[Provided data Boundary: Start]

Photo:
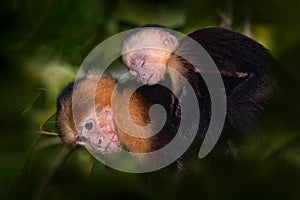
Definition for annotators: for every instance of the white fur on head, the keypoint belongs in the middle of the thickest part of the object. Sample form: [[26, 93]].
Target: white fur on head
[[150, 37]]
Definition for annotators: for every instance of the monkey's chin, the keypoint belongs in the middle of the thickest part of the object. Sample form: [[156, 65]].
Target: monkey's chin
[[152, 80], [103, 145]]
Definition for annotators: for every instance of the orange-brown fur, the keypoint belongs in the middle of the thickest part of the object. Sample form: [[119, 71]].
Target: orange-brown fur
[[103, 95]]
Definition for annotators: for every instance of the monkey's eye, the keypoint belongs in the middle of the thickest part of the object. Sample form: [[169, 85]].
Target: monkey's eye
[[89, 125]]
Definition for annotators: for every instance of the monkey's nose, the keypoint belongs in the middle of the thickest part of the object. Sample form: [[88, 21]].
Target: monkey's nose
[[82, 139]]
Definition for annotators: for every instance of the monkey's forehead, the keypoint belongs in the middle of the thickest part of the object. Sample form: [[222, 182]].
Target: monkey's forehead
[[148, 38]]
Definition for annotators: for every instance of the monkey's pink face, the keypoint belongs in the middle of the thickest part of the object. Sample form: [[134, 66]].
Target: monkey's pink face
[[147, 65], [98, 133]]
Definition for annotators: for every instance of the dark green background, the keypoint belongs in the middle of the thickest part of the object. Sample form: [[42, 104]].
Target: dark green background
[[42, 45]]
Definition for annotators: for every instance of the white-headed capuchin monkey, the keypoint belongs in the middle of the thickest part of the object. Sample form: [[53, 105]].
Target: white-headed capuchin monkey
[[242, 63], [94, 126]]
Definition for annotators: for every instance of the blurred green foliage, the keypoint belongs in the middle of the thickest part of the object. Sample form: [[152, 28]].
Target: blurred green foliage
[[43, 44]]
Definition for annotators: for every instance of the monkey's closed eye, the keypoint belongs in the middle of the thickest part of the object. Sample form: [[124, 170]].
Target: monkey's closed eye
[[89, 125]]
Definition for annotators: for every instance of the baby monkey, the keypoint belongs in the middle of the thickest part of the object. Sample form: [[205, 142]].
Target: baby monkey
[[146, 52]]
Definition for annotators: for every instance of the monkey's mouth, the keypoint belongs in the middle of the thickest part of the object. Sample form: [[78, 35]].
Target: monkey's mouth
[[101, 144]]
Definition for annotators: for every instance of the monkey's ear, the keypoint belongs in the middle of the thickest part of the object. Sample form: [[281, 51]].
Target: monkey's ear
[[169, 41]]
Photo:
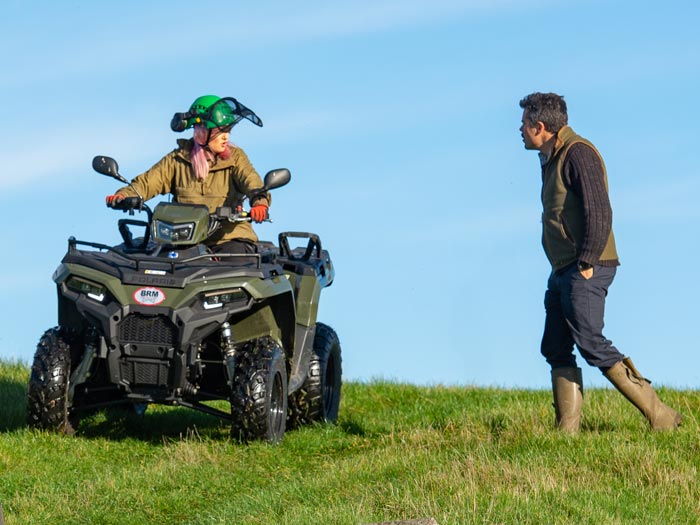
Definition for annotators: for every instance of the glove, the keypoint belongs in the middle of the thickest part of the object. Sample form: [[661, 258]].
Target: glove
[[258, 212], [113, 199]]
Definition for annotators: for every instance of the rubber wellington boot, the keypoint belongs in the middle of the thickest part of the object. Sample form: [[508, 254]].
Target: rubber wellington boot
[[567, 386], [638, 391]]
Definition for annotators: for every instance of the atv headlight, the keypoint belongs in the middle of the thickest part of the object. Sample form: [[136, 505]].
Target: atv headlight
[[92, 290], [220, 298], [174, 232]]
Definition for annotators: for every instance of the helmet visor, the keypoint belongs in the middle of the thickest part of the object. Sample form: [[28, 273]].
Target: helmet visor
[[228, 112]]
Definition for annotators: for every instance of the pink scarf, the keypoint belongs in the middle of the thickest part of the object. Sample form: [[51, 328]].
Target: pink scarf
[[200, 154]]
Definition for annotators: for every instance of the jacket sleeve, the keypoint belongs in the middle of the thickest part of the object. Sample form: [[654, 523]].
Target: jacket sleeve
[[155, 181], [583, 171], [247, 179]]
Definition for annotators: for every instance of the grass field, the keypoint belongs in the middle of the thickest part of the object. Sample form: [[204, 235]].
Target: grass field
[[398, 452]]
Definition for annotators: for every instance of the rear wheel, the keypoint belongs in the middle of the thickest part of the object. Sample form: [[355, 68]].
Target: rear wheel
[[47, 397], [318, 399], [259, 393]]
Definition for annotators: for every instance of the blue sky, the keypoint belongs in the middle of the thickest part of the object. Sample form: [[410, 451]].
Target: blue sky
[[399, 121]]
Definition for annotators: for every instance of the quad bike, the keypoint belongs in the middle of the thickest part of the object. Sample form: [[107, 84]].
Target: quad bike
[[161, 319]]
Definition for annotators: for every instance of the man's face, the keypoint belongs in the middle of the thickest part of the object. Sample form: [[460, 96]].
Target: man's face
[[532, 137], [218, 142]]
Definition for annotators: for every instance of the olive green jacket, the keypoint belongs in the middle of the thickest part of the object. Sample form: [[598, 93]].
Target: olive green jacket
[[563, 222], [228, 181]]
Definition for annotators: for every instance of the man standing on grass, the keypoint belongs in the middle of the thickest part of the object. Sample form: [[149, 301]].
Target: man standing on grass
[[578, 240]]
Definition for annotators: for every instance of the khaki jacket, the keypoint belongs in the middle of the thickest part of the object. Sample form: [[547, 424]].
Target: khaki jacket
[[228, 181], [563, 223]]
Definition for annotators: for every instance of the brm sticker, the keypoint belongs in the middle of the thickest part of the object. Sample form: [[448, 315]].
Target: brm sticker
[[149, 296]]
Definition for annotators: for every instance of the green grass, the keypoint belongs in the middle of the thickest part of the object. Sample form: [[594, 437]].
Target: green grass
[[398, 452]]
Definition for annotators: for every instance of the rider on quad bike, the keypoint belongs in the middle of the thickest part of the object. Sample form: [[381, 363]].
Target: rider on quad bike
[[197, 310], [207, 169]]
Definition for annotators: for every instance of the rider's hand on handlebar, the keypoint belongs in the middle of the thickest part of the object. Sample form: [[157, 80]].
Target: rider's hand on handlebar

[Provided data Boundary: End]

Your objective → Return all lines of the material that have "handlebar" in them.

Your response →
Definition for annotators: for every instance of the rider's hand on handlebar, the keypoint belongs in the middle of the thickest part of the object. Sample form: [[157, 80]].
Target: rider's hand on handlebar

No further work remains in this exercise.